__Textauszug__:
So bin ich also durch den Schnee gestapft – oder eigentlich nicht, denn der Wanderweg hat ausgesehen wie mit dem Heißluftfön präpariert: Überall ist Schnee gelegen, nur nicht auf dem dünnen Band des Wanderweges. Offensichtlich ist der Boden eigentlich noch zu warm, dass der Schnee liegenbleiben würde, aber das Gras bietet genügend Isolation (und das fehlt halt direkt am Weg). So oder so, ich habe also die Hohe Achsel(**) erklommen, und von dort zum ersten Mal einen Blick auf den Großvenediger am Ende des Tals geworfen.
Nach dem Abstieg zurück zum Fluss musste ich dann aber tatsächlich durch den Schnee stapfen, denn entlang des Flusses hat der Schnee auch den Weg bedeckt. Vielleicht war es die Hanglage, die bis spät in den Vormittag hinein Schatten bietet? Auf jeden Fall war ich offensichtlich der erste, der seit dem gestrigen Schneefall diesen Weg gegangen ist. Ein paar Pioniere, die die ersten Meter schon vor mir gespurt haben, haben sich offensichtlich von der ersten rund 20 Zentimeter tiefen Schneeverwehung abhalten lassen.

Aus einer Sammlung extrahierte Daten
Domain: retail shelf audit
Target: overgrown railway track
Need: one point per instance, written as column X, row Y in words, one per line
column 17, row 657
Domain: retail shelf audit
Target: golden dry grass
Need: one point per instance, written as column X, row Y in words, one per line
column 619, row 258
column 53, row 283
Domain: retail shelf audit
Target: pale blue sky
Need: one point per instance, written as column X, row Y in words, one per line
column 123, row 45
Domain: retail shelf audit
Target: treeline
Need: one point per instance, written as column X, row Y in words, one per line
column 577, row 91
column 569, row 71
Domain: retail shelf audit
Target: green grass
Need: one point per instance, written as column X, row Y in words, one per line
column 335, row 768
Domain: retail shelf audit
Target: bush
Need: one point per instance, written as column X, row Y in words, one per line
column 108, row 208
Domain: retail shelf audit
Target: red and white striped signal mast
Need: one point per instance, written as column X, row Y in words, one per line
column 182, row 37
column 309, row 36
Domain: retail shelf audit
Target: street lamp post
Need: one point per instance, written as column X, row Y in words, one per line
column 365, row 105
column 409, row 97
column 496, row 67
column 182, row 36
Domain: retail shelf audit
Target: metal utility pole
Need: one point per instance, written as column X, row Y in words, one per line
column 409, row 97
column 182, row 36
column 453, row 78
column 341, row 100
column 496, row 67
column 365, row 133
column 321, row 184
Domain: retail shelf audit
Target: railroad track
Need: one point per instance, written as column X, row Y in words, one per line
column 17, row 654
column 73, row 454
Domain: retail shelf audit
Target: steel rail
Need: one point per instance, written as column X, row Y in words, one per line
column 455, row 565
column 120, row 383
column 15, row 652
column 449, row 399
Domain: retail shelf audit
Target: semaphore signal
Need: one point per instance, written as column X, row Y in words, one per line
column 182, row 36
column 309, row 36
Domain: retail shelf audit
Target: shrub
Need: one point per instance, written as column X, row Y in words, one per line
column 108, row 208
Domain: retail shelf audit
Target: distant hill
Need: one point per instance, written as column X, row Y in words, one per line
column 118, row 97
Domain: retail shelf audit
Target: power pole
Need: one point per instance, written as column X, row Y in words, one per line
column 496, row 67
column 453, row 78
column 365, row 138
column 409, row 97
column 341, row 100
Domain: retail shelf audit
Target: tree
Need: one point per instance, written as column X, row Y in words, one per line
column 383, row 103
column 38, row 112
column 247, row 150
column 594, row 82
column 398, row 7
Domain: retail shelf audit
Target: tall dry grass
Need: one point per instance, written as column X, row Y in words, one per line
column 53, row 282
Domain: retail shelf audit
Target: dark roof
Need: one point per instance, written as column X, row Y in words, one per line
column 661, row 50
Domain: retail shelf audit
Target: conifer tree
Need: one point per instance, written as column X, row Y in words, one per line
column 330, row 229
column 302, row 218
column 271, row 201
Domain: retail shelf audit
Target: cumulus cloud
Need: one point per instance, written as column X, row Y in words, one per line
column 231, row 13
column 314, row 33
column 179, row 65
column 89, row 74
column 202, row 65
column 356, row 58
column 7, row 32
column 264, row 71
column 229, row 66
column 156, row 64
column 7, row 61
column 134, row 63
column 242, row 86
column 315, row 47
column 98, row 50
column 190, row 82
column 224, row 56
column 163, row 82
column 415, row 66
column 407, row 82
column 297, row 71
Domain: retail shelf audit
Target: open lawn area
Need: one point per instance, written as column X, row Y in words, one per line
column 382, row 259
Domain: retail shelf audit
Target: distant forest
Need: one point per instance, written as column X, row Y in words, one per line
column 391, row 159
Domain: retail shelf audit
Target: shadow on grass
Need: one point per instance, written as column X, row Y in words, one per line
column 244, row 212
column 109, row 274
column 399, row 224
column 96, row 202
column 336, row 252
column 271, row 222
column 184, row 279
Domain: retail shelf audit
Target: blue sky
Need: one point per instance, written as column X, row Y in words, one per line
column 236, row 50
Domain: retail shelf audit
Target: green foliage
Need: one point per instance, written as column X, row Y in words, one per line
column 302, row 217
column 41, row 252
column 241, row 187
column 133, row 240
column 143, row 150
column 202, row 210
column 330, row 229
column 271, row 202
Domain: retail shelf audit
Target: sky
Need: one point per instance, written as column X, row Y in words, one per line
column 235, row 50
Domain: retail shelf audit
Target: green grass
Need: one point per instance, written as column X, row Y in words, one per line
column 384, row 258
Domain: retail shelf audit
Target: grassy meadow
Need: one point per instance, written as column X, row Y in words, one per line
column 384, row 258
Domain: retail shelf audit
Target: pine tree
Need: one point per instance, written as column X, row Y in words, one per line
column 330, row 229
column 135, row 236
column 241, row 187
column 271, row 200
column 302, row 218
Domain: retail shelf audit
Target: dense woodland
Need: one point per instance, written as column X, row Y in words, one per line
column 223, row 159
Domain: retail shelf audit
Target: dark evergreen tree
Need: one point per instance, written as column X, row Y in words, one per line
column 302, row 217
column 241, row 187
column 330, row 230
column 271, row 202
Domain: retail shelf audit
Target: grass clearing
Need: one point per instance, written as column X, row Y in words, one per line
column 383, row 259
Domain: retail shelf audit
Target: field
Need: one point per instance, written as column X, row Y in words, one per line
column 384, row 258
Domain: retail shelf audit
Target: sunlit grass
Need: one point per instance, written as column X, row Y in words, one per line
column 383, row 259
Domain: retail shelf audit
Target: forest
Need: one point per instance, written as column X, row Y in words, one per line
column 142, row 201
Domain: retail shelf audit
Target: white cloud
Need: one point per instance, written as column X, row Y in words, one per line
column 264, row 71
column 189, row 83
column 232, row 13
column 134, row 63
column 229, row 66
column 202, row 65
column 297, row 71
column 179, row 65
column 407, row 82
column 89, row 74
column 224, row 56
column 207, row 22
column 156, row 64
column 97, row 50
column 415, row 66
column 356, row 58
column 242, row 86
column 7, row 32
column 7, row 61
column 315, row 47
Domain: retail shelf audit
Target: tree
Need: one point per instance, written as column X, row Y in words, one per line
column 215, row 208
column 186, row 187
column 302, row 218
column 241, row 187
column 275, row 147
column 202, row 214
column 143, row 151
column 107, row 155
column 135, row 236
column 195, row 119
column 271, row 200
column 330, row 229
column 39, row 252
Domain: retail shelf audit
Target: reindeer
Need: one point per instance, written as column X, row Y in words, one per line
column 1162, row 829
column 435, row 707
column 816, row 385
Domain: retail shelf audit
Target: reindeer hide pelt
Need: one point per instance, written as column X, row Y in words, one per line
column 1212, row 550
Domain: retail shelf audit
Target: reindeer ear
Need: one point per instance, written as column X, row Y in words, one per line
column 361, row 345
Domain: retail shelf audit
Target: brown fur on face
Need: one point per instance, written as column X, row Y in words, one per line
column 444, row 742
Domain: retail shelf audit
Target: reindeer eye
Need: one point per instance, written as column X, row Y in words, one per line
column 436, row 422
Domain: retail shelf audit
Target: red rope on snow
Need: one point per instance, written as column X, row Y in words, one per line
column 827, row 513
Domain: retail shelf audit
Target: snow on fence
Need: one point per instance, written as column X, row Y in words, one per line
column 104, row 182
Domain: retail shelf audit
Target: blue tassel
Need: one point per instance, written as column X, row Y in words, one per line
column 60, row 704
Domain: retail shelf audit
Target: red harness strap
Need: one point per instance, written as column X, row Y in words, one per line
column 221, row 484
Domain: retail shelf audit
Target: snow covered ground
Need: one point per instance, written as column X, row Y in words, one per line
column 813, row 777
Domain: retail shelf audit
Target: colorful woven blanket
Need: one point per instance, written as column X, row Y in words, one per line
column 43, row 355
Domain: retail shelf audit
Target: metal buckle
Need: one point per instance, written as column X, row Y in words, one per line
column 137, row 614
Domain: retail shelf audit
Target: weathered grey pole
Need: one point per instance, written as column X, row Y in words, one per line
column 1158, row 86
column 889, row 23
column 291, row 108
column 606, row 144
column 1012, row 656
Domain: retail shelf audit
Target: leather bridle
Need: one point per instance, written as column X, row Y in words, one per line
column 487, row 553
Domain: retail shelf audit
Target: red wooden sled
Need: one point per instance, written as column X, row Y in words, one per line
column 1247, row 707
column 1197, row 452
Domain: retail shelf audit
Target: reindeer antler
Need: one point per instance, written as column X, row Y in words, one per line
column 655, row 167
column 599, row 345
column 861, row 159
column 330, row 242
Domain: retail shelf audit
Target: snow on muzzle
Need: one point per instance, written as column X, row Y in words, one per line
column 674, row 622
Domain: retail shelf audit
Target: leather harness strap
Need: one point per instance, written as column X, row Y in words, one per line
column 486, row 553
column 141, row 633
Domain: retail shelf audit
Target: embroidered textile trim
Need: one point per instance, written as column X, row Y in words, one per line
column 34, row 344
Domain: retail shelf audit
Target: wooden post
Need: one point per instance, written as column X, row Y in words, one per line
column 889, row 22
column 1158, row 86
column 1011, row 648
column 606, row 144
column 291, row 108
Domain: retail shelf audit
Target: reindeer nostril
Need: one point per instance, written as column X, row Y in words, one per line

__Zu erledigen__:
**a)** Beantworte die folgenden Fragen zum Textauszug jeweils knapp.
(i) Auf welcher Stelle lag beim Aufstieg kein Schnee?
(ii) Welcher Berg war von der Hohen Achsel aus zum ersten Mal zu sehen?
(iii) Wie tief war die erste Schneeverwehung entlang des Flusses?
**b)** Wiederhole aus dem Textauszug wortgetreu alles von „Nach dem Abstieg“ bis hinunter zu „Schneeverwehung abhalten lassen.“.
Die Einträge sind eigenständiges Material und gehören nicht zum Textauszug.

__Nummerierte Antworten__:
**a)**
(i) Auf dem dünnen Band des Wanderweges.
(ii) Der Großvenediger am Ende des Tals.
(iii) Rund 20 Zentimeter.

**b)**
Nach dem Abstieg zurück zum Fluss musste ich dann aber tatsächlich durch den Schnee stapfen, denn entlang des Flusses hat der Schnee auch den Weg bedeckt. Vielleicht war es die Hanglage, die bis spät in den Vormittag hinein Schatten bietet? Auf jeden Fall war ich offensichtlich der erste, der seit dem gestrigen Schneefall diesen Weg gegangen ist. Ein paar Pioniere, die die ersten Meter schon vor mir gespurt haben, haben sich offensichtlich von der ersten rund 20 Zentimeter tiefen Schneeverwehung abhalten lassen.